Exercise requirements ▸ Show each line of the items below that contains the word "football". Case counts, so a line only qualifies if the letters match in case too.

--- start Exercise input ---

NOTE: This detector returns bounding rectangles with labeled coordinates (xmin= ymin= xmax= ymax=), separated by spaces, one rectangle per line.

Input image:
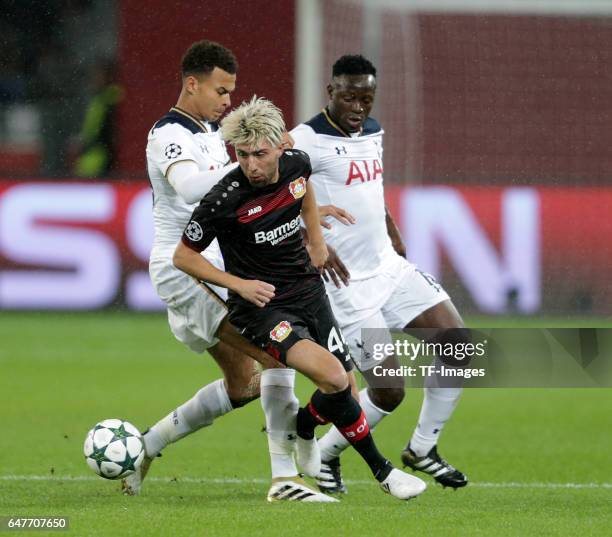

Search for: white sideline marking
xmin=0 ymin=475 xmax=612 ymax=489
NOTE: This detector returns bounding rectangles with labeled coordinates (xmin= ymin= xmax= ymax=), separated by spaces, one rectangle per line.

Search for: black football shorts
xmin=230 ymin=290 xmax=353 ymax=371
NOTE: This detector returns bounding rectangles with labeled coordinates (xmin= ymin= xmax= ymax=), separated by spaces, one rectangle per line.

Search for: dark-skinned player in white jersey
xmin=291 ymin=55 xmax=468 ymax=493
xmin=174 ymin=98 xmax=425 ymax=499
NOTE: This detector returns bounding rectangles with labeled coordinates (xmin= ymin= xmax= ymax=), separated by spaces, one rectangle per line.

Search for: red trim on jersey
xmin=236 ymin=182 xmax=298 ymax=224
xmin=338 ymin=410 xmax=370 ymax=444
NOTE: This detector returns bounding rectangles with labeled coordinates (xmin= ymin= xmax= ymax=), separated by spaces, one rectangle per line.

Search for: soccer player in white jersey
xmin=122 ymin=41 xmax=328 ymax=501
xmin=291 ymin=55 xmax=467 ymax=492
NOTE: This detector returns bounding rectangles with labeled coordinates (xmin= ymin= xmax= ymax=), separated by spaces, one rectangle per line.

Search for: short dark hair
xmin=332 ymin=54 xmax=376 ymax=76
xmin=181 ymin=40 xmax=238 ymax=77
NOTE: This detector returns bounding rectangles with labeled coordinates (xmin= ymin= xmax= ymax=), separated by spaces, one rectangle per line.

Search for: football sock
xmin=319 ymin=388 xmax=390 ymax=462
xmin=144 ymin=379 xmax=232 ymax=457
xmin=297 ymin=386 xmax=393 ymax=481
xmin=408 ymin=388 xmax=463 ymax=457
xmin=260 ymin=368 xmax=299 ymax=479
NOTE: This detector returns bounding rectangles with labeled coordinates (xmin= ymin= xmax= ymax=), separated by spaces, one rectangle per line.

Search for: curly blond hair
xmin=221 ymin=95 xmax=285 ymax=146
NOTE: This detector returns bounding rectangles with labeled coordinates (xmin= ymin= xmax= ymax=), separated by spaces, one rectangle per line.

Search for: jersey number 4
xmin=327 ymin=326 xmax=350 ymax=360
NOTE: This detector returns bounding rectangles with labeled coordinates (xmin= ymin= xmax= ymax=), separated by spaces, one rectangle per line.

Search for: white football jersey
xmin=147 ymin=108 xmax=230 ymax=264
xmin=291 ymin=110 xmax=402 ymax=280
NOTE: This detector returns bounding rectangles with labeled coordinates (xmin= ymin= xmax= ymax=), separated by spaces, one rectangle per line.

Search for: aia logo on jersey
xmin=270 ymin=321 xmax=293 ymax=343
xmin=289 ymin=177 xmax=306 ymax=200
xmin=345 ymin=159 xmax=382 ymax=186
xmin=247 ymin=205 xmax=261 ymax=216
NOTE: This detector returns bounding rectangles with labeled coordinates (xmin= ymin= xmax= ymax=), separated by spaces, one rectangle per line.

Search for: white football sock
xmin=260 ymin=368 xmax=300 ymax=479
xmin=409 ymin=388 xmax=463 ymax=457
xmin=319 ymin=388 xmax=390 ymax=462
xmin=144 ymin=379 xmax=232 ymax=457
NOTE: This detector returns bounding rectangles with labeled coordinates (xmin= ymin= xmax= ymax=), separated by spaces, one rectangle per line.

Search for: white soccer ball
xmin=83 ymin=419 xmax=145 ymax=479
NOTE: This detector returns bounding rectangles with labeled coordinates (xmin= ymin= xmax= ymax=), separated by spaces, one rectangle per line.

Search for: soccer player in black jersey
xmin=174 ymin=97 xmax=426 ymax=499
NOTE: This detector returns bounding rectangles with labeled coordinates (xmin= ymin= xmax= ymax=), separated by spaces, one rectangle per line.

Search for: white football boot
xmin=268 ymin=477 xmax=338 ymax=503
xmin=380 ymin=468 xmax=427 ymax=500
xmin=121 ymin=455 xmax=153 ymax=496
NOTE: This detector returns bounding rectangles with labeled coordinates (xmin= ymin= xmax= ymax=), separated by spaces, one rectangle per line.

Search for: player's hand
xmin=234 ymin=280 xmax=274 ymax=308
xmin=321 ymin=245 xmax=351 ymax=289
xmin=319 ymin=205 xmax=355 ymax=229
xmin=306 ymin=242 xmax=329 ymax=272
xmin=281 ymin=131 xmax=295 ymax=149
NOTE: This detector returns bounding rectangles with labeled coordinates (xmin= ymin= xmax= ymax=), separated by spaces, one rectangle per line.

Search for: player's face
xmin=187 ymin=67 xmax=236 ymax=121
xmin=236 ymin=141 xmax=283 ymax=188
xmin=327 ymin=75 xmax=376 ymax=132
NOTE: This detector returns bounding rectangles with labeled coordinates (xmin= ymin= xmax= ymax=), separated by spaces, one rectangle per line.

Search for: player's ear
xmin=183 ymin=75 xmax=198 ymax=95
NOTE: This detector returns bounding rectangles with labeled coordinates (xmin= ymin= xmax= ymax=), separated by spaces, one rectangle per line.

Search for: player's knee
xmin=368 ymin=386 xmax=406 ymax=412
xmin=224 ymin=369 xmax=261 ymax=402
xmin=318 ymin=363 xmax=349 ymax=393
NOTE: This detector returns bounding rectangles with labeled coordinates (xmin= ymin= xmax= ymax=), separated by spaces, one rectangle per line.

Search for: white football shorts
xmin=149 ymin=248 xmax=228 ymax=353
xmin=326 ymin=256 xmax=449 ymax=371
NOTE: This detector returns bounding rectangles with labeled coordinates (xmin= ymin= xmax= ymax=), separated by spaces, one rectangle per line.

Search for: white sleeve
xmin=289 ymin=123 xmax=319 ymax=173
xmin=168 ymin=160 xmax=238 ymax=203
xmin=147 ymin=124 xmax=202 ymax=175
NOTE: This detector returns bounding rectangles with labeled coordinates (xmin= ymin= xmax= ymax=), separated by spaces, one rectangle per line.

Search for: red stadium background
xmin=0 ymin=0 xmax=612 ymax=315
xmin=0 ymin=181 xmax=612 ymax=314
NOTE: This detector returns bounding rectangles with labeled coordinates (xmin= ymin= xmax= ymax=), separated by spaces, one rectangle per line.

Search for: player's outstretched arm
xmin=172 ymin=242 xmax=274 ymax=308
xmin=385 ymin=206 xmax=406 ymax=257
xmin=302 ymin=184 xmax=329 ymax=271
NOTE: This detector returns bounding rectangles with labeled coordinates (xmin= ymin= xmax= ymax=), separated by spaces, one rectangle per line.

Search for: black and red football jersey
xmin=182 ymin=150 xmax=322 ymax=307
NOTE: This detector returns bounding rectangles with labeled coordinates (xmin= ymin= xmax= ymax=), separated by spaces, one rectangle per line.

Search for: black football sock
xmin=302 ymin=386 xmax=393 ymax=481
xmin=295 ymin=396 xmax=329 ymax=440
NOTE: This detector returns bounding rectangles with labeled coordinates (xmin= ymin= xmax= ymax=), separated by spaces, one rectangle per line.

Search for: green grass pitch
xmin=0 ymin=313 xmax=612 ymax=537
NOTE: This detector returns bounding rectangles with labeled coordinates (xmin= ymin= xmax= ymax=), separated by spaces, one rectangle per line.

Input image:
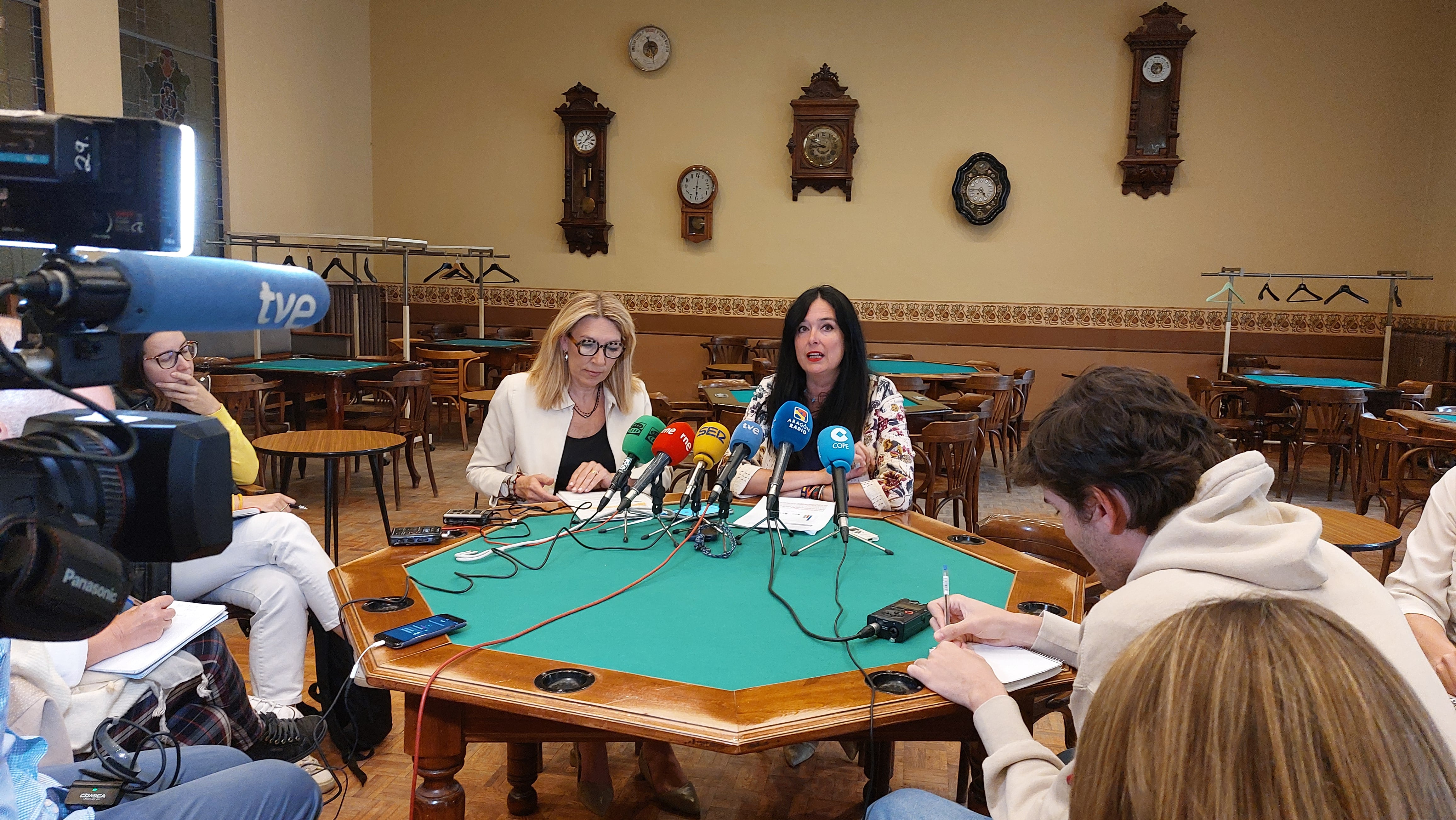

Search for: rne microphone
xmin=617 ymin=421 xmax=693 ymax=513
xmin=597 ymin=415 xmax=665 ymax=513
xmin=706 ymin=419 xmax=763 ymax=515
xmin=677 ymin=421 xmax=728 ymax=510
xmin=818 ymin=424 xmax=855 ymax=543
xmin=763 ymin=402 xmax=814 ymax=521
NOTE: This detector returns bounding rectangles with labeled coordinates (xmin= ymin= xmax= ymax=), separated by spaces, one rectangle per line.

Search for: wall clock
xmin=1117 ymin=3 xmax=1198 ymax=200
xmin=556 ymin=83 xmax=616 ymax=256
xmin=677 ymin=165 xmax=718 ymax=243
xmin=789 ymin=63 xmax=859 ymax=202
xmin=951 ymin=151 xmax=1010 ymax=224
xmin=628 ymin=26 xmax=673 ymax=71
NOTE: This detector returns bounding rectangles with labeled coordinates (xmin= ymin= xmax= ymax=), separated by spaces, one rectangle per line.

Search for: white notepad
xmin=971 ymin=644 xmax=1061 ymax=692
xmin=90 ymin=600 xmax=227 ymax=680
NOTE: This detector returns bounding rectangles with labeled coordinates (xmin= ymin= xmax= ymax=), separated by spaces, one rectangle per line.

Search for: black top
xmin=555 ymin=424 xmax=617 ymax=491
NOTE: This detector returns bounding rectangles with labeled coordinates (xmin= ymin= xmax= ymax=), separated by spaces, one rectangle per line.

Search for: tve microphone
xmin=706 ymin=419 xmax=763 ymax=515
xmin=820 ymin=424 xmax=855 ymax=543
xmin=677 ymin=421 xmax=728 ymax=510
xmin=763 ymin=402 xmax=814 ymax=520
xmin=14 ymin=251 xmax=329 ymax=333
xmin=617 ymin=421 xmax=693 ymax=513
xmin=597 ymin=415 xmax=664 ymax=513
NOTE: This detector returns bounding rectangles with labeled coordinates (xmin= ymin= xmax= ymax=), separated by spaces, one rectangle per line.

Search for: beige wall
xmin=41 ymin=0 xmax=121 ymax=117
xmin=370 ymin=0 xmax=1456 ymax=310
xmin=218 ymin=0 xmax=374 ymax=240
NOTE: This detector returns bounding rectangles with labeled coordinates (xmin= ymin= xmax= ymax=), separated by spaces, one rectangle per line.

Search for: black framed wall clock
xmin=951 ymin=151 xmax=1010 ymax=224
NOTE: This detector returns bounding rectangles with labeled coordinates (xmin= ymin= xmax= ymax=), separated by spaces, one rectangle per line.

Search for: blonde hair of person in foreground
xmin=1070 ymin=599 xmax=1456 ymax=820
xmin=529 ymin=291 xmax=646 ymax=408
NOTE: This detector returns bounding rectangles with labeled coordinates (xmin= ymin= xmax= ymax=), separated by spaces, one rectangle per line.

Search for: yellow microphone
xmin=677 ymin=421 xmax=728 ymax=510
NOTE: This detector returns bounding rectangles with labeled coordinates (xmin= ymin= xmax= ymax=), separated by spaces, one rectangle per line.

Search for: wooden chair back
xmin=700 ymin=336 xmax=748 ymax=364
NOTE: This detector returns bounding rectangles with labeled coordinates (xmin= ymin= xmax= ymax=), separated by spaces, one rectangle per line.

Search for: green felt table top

--- end Exercise input ---

Right answer ▸
Search for: black football shorts
Search for: football sock
Search for: white football jersey
Search for: white football sock
Search for: white football boot
Search for: white football shorts
Search for: black and red football jersey
Search for: black football sock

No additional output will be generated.